## start

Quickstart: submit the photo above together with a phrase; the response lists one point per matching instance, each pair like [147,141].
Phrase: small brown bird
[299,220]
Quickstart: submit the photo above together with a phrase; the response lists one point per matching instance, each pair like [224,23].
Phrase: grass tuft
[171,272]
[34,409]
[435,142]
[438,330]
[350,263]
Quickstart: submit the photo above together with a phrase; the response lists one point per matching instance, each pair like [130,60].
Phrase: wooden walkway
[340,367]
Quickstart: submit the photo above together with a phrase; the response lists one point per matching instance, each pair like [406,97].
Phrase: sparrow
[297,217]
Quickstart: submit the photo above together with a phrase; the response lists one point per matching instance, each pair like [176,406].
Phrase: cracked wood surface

## end

EXERCISE AIM => Can you return the whole listing above, every line unchanged?

RIGHT ANSWER =>
Quickstart: submit the photo above together with a phrase; the response lists one point per matching instance, each pair like [147,141].
Phrase: small brown bird
[299,220]
Quickstart: submit the photo above together with a phrase; the response lists one point per matching instance, each pair like [224,23].
Phrase: grass tuft
[171,272]
[34,409]
[435,142]
[438,330]
[350,263]
Quickstart: submit the photo above together with a phrase; the response lists one point per matching instance, each pair like [130,60].
Phrase: wooden walkway
[340,367]
Quickstart: submit the photo above together with a phrase; the response lists one point per matching instance, each pair like [406,97].
Phrase: sparrow
[297,217]
Quickstart: submit the photo above together with a phrase; the response lists one point per matching instance, each pair like [176,406].
Phrase: cracked wood surface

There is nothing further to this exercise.